TASK REQUIREMENTS → How many lines in the rows below contain the word "pond"? Reply with the number alone.

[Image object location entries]
·····
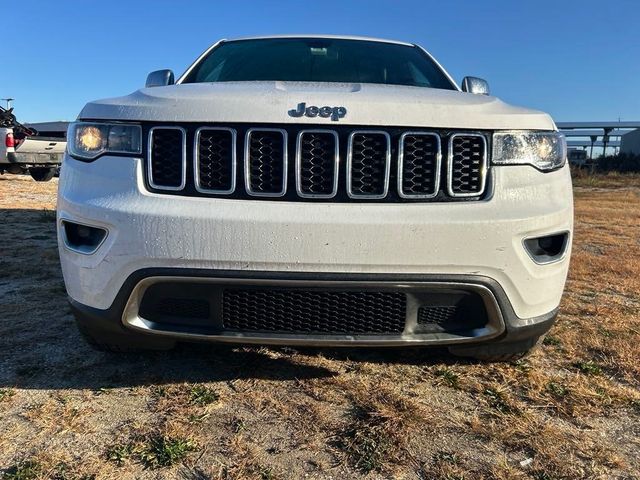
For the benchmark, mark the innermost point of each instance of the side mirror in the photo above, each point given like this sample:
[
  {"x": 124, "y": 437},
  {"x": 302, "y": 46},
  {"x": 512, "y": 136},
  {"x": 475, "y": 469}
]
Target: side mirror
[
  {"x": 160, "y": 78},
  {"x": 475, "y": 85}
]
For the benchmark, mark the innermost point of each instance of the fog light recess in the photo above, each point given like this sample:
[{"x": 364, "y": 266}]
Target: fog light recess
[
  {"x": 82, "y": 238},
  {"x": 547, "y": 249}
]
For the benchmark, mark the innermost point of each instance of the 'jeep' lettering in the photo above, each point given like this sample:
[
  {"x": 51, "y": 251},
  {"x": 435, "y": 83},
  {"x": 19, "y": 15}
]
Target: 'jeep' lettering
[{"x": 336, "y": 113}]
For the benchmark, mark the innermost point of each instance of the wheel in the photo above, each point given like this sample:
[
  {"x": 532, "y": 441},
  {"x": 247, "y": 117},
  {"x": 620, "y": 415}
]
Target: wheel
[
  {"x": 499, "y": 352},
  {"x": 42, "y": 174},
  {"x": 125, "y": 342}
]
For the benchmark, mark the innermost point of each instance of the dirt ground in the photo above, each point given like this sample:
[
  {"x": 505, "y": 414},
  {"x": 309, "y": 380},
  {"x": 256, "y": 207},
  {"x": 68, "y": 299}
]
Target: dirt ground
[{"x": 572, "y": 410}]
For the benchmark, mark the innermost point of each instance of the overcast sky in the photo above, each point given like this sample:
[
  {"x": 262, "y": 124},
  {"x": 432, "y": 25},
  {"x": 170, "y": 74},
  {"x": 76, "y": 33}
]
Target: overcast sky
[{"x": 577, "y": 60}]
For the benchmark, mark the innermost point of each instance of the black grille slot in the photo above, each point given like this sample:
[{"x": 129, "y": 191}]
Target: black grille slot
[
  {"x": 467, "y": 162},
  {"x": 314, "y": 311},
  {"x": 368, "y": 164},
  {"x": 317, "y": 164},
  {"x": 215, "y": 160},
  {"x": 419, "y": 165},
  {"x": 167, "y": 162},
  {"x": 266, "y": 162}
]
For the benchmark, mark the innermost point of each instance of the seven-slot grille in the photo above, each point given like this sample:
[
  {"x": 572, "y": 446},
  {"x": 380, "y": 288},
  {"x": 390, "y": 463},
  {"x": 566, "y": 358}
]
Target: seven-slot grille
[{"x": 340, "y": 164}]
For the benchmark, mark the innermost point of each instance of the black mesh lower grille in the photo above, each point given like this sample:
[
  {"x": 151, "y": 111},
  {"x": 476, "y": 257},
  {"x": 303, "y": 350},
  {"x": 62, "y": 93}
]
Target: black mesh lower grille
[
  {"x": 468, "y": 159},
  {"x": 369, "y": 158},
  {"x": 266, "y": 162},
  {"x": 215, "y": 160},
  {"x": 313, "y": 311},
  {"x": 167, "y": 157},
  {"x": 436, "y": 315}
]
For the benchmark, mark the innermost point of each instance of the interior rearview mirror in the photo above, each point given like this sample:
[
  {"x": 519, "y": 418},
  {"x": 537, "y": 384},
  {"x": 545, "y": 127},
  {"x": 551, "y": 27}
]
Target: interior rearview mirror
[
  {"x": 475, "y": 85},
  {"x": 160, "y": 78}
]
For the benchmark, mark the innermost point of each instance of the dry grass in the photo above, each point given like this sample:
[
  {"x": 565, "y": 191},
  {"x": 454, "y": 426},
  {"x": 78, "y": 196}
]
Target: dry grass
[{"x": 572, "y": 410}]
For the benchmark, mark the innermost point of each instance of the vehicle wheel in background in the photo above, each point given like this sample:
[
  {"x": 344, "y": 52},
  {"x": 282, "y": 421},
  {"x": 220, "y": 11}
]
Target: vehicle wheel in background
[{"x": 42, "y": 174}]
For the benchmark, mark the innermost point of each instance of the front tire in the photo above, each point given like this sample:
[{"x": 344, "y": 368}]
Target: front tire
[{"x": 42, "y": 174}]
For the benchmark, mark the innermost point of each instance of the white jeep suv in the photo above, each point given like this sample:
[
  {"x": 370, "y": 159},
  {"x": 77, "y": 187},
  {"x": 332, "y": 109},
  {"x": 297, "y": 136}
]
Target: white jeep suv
·····
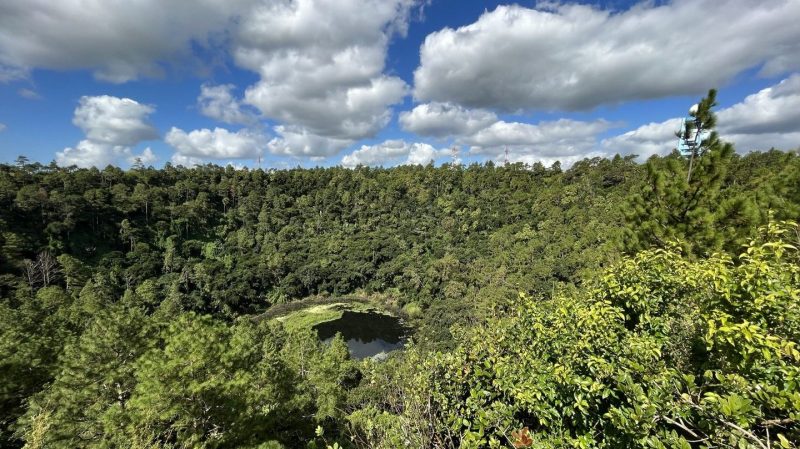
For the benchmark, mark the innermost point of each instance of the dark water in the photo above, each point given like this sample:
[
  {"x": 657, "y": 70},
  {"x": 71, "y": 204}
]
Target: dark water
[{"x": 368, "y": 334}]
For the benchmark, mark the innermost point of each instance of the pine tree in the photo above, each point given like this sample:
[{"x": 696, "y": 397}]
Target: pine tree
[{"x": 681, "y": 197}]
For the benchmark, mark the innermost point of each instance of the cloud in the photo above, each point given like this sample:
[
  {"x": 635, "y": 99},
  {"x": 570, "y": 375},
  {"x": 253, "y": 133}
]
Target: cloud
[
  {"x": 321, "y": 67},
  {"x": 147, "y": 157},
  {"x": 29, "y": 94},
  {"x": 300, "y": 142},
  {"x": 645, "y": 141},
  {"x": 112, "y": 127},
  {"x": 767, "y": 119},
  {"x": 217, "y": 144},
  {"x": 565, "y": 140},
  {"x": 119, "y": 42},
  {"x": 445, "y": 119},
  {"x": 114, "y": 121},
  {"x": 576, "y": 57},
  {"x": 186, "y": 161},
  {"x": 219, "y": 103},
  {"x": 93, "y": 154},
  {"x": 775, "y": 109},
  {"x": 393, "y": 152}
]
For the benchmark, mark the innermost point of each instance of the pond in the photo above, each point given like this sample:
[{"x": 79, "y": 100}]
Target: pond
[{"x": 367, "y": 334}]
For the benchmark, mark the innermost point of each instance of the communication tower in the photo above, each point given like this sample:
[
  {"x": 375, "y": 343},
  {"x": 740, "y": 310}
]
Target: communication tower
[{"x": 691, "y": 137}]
·····
ANSWER TO THE PROBLEM → 2